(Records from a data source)
----

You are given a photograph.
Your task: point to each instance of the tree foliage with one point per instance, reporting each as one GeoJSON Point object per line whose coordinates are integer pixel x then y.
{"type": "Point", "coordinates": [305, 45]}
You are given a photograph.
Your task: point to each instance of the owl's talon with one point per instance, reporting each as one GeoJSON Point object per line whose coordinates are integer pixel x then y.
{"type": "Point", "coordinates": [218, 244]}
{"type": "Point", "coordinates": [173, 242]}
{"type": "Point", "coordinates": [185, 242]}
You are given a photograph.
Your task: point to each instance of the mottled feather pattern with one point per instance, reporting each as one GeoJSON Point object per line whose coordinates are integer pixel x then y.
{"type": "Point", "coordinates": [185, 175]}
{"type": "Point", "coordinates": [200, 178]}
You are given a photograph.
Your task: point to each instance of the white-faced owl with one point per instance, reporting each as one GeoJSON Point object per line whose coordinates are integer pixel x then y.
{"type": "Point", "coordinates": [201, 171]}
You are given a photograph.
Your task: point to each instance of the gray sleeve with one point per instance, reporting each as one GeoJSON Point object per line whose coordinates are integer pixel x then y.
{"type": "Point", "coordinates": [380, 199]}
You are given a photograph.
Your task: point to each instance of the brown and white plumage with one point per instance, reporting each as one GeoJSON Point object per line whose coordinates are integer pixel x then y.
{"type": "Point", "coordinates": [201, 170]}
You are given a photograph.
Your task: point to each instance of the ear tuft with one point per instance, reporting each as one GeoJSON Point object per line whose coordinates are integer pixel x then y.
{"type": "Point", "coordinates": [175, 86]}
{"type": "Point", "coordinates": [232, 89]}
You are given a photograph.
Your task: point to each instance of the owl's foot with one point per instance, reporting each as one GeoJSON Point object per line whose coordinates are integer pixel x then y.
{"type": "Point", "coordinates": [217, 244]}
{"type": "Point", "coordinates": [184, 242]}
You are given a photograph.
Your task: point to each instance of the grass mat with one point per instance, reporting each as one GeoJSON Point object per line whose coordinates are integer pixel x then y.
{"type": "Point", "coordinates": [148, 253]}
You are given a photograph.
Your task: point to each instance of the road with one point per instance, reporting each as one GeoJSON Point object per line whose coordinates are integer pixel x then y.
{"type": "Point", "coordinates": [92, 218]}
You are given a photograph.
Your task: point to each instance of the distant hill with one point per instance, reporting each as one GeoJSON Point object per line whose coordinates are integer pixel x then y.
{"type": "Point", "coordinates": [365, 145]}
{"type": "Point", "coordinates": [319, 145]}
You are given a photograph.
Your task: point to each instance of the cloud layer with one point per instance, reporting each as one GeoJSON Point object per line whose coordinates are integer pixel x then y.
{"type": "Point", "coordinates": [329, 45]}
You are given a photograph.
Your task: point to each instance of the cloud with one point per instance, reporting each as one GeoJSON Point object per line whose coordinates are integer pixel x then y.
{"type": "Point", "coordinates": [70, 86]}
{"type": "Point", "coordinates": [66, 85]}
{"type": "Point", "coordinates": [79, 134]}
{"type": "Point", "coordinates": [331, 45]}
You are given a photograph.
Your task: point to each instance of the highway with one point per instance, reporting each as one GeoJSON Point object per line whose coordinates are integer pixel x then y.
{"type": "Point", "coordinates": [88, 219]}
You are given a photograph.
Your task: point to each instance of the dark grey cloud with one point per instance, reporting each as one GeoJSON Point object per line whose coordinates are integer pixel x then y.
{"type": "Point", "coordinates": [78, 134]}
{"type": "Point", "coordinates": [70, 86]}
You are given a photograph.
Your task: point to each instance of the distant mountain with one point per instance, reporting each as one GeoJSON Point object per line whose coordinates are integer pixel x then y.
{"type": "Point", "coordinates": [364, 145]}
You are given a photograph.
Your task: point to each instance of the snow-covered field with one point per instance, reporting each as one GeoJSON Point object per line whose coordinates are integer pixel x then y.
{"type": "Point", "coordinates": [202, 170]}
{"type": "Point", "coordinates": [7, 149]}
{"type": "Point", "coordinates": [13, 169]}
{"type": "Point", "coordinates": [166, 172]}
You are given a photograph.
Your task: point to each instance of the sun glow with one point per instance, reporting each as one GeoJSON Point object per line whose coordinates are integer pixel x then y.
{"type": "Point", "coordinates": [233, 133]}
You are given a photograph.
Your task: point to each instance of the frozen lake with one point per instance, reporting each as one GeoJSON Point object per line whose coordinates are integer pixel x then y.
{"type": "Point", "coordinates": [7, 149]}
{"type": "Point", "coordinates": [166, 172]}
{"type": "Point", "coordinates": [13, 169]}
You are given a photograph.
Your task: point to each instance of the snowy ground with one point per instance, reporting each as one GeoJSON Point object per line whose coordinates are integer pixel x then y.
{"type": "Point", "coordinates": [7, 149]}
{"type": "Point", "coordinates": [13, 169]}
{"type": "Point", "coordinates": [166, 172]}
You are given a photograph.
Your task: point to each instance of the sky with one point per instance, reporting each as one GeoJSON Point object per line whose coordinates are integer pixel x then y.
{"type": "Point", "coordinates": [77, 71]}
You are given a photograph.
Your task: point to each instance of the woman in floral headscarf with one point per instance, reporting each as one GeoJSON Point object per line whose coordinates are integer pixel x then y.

----

> _What the task asks_
The full set of records above is to be printed exactly as it appears.

> _Exercise output_
You are given a photograph.
Your task: point to each instance of the tree foliage with one point per instance, reporting each as one GeoJSON Point object per line whose coordinates are integer pixel x then y.
{"type": "Point", "coordinates": [305, 45]}
You are given a photograph.
Your task: point to each instance of the owl's talon with one point per instance, reporting each as one GeoJSON Point object per line whose coordinates are integer pixel x then y.
{"type": "Point", "coordinates": [218, 244]}
{"type": "Point", "coordinates": [173, 242]}
{"type": "Point", "coordinates": [185, 242]}
You are given a photograph.
Your task: point to each instance of the mottled feather pattern with one point per instance, reporting each as one GeoJSON Point object per line whose coordinates are integer pixel x then y.
{"type": "Point", "coordinates": [185, 175]}
{"type": "Point", "coordinates": [200, 178]}
You are given a photograph.
Your task: point to each instance of the white-faced owl with one point per instance, reporting each as one GeoJSON Point object per line whose coordinates are integer pixel x then y.
{"type": "Point", "coordinates": [201, 171]}
You are given a photograph.
Your task: point to each instance of the gray sleeve with one point per instance, reporting each as one GeoJSON Point object per line whose coordinates are integer pixel x then y.
{"type": "Point", "coordinates": [380, 199]}
You are given a photograph.
Your task: point to each instance of the brown and white plumage with one point per instance, reporting each as one GeoJSON Point object per line whose coordinates are integer pixel x then y.
{"type": "Point", "coordinates": [201, 170]}
You are given a photograph.
Your task: point to each instance of the ear tuft with one point per instance, reporting each as one GeoJSON Point object per line whose coordinates are integer pixel x then y.
{"type": "Point", "coordinates": [175, 86]}
{"type": "Point", "coordinates": [232, 89]}
You are given a photograph.
Your task: point to each instance of the owl's foot with one point per instance, reporting each as one GeoJSON Point object per line whose coordinates are integer pixel x then y.
{"type": "Point", "coordinates": [217, 244]}
{"type": "Point", "coordinates": [184, 242]}
You are given a photograph.
Your task: point to each instance of the grass mat with one point per instance, reporting each as one GeoJSON Point object per line whose coordinates are integer pixel x then y.
{"type": "Point", "coordinates": [148, 253]}
You are given a photograph.
Your task: point to each instance of the road with one point per instance, reporting each as one GeoJSON Point object per line whose coordinates are integer pixel x then y.
{"type": "Point", "coordinates": [92, 218]}
You are given a photograph.
Your task: point to each instance of the distant hill with one point per instance, reporting each as one GeoJSON Point object per line whose coordinates are integer pixel x then y.
{"type": "Point", "coordinates": [365, 145]}
{"type": "Point", "coordinates": [319, 145]}
You are given a photograph.
Your task: point to each instance of the cloud layer with one point per instance, reporting each as one GeoJSON Point object per line whose coordinates are integer pixel x then y.
{"type": "Point", "coordinates": [329, 45]}
You are given a photograph.
Your task: point to each instance of the cloud with one point per instance, reporting each as one GeoJSON Point object per line whose coordinates are integer pixel x then y.
{"type": "Point", "coordinates": [70, 86]}
{"type": "Point", "coordinates": [66, 85]}
{"type": "Point", "coordinates": [79, 134]}
{"type": "Point", "coordinates": [331, 45]}
You are given a photograph.
Your task: point to each instance of the highway with one point per instance, reporting each as one GeoJSON Point object per line whose coordinates are integer pixel x then y.
{"type": "Point", "coordinates": [88, 219]}
You are given a photograph.
Your task: point to each instance of the dark grey cloud with one point per instance, reporting each as one GeoJSON Point object per line whose coordinates are integer pixel x then y.
{"type": "Point", "coordinates": [78, 134]}
{"type": "Point", "coordinates": [70, 86]}
You are given a photograph.
Your task: point to each instance of the distant mountain with one point per instance, reporting each as one GeoJSON Point object per line whose coordinates are integer pixel x then y.
{"type": "Point", "coordinates": [364, 145]}
You are given a photograph.
Your task: point to each instance of the snow-covered field with one point per instance, reporting each as one GeoJSON Point object per line whose coordinates are integer pixel x then y.
{"type": "Point", "coordinates": [202, 170]}
{"type": "Point", "coordinates": [7, 149]}
{"type": "Point", "coordinates": [13, 169]}
{"type": "Point", "coordinates": [166, 172]}
You are given a photograph.
Your task: point to each instance of the sun glow with one point per instance, reporting each as one GeoJSON Point object per line whose coordinates are integer pixel x then y.
{"type": "Point", "coordinates": [233, 133]}
You are given a photograph.
Your task: point to each instance of the frozen lake with one point per instance, reporting each as one GeoJSON Point object per line whose coordinates are integer pixel x then y.
{"type": "Point", "coordinates": [7, 149]}
{"type": "Point", "coordinates": [166, 172]}
{"type": "Point", "coordinates": [13, 169]}
You are given a photograph.
Your task: point to each instance of the snowy ground with one point per instance, reporting each as one GeoJSON Point object per line whose coordinates are integer pixel x then y.
{"type": "Point", "coordinates": [7, 149]}
{"type": "Point", "coordinates": [13, 169]}
{"type": "Point", "coordinates": [166, 172]}
You are given a photograph.
Your task: point to each instance of the sky with one point per instance, reporting each as one GeoJSON Point object per line whose coordinates are integer pixel x then y.
{"type": "Point", "coordinates": [77, 71]}
You are given a photograph.
Your task: point to each instance of the woman in floral headscarf with one point per instance, reporting each as one GeoJSON Point object per line whose coordinates are integer pixel x then y.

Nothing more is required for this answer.